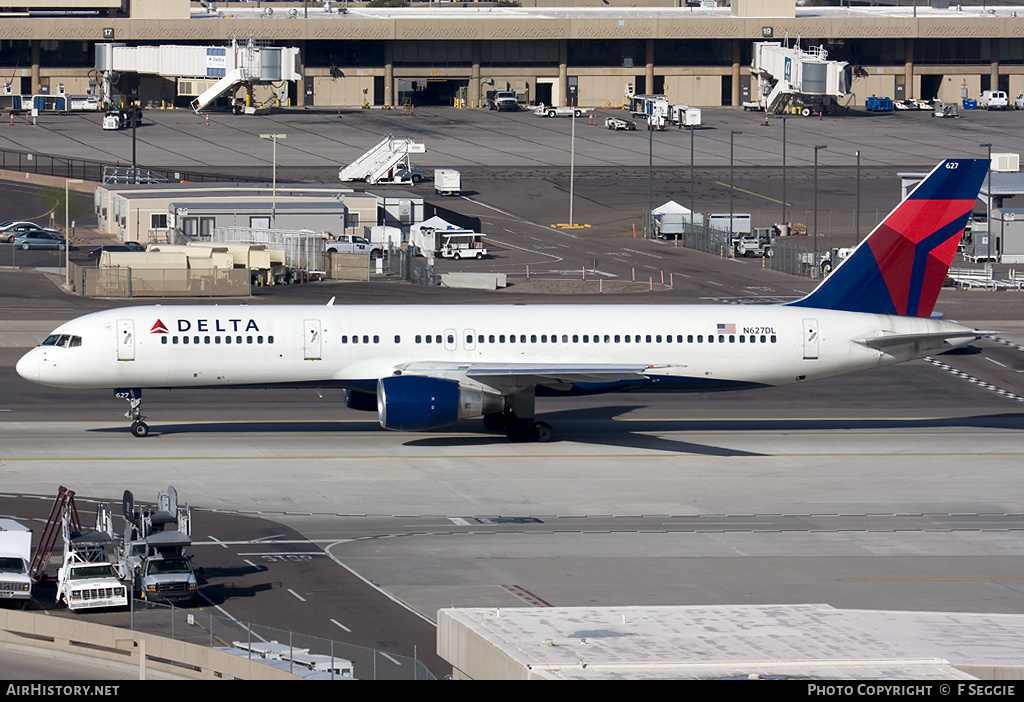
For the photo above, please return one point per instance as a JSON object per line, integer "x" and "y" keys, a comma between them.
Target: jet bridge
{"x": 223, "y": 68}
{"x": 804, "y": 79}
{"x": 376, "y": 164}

● ● ● ● ●

_Written problem_
Can you write out every one of the records above word for word, leaving out the pictures?

_Expected output_
For the photo above, please return one point per instance as a JSON object per line, integer "x" and "y" keys, a comma between them.
Target: jet bridge
{"x": 223, "y": 68}
{"x": 804, "y": 79}
{"x": 376, "y": 164}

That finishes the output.